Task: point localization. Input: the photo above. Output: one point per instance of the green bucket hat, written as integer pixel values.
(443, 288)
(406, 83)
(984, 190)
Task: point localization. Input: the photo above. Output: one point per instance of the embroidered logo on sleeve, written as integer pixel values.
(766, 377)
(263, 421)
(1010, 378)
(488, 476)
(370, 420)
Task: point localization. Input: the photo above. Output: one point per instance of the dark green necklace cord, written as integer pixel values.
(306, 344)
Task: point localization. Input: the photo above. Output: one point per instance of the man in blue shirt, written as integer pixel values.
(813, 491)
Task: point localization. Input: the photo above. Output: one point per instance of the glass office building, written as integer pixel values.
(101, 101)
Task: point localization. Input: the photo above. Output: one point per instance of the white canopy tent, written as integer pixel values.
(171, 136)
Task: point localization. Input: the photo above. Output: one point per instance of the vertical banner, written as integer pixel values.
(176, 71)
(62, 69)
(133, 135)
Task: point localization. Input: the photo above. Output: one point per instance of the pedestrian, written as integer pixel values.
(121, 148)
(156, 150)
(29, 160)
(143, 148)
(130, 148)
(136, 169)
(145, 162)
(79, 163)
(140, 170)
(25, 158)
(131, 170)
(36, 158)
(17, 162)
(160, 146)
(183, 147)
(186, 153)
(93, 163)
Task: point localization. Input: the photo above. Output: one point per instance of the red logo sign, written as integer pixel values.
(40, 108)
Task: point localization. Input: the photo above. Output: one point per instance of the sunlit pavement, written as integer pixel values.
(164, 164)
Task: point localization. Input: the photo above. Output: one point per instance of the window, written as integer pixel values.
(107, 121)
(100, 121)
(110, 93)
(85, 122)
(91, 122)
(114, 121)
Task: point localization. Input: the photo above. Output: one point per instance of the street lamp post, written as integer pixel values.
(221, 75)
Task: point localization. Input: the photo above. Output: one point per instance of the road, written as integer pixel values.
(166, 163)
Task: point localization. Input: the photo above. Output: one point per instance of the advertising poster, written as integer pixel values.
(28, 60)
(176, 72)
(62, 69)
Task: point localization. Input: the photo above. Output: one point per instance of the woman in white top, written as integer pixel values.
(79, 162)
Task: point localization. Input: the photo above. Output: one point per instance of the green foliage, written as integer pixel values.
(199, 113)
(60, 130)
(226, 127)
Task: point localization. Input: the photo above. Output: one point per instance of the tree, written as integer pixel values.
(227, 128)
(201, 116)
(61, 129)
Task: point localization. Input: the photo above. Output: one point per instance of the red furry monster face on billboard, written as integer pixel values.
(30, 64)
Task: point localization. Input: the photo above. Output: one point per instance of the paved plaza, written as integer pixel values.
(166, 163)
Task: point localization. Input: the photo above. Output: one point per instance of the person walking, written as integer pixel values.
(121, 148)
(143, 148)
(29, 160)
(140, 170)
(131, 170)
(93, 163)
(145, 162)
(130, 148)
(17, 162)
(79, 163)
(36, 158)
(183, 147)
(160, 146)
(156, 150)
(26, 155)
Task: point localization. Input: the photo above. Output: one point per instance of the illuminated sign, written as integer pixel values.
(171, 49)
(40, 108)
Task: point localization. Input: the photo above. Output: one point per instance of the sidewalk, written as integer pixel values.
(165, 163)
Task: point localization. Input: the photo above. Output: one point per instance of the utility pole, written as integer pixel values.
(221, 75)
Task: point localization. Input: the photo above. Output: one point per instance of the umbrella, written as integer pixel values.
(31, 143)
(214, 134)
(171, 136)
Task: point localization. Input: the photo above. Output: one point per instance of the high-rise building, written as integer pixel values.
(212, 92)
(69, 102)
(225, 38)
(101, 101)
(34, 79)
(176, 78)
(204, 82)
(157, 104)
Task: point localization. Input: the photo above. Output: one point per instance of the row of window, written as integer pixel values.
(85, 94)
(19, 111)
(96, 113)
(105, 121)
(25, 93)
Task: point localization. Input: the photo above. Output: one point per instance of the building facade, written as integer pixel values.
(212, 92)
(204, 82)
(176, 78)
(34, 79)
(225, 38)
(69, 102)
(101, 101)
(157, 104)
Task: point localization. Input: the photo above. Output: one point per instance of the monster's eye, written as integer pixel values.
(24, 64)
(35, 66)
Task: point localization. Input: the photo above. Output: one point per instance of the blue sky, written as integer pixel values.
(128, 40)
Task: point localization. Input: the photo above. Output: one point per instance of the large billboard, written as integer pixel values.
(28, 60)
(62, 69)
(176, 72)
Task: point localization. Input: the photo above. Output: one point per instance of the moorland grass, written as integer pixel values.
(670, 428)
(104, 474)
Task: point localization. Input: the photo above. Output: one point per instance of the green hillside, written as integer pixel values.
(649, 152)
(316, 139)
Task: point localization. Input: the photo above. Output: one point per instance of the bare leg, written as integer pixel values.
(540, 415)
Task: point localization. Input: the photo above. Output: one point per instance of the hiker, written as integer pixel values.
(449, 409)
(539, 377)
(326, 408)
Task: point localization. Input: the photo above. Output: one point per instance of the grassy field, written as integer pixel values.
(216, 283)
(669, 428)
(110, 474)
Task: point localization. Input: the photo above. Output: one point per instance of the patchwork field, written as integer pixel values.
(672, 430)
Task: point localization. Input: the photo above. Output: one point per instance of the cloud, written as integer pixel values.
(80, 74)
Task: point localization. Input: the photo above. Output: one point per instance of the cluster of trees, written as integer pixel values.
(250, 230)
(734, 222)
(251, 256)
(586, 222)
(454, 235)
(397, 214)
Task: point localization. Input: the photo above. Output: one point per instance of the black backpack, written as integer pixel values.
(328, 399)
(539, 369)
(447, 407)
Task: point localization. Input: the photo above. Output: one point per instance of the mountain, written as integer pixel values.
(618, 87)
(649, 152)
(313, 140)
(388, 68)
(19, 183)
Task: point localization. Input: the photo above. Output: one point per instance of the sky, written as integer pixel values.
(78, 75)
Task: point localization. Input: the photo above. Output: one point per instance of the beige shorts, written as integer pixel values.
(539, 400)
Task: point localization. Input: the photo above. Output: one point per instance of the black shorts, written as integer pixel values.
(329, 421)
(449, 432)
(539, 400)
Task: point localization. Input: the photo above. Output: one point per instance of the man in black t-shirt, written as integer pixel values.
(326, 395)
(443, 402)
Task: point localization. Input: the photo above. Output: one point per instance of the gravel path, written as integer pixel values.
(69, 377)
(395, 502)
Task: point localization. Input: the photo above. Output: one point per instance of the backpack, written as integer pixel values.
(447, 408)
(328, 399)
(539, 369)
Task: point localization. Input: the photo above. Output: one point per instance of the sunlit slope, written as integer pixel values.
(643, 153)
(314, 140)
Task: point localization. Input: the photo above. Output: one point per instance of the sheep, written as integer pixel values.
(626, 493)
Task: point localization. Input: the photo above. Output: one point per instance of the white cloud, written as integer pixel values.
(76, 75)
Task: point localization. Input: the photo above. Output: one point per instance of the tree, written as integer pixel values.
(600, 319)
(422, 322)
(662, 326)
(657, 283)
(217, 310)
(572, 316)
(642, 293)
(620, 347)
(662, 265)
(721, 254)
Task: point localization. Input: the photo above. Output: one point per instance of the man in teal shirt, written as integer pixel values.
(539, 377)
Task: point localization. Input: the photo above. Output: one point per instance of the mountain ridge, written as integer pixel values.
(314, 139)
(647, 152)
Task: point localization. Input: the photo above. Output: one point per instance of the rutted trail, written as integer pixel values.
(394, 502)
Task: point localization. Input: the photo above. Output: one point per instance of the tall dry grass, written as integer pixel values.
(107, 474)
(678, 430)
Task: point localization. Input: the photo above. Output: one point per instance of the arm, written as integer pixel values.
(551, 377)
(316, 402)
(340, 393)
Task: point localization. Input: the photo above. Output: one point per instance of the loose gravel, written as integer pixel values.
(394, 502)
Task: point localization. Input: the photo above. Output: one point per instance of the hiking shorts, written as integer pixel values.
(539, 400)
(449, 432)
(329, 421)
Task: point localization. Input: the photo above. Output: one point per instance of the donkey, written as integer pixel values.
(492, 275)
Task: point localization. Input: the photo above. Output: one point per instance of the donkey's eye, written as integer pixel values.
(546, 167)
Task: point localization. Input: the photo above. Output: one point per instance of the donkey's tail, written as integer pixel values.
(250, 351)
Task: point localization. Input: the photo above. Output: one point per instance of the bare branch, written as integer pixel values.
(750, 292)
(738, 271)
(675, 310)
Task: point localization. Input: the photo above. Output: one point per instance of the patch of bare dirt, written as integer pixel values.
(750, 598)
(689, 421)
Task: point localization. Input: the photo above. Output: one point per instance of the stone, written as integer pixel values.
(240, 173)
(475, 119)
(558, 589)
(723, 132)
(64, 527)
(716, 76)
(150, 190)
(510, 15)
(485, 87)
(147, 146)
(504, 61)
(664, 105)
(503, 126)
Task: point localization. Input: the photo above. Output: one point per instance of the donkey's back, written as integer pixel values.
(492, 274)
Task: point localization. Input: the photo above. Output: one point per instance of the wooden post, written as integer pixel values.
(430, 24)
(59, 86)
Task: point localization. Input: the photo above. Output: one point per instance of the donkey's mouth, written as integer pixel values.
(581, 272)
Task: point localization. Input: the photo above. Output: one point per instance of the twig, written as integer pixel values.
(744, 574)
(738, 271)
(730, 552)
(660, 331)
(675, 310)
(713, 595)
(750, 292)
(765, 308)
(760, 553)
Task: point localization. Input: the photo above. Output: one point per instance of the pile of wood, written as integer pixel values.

> Exercise
From the line containing "back, written as integer pixel values." through the closing line of the material above, return every line exactly and omit all others.

> Output below
Task: point localization. Input: the photo above. Output: one point per instance of the donkey's back, written as integer pixel values.
(492, 274)
Task: point localization. Input: the photo above. Output: one point per instance of the wooden post, written as integer pixel values.
(430, 24)
(59, 86)
Task: point localization. Input: the photo above. Output: one point per instance of the donkey's mouth, written as integer pixel values.
(581, 272)
Task: point localization. Input: the photo above. Output: one point per instance of the twig, written as integer pixel values.
(744, 574)
(738, 271)
(730, 552)
(660, 331)
(675, 310)
(713, 595)
(750, 292)
(765, 308)
(760, 553)
Task: point localization. Input: the photo above. Output: one point per instance of the pile of wood, written as integer pixel values.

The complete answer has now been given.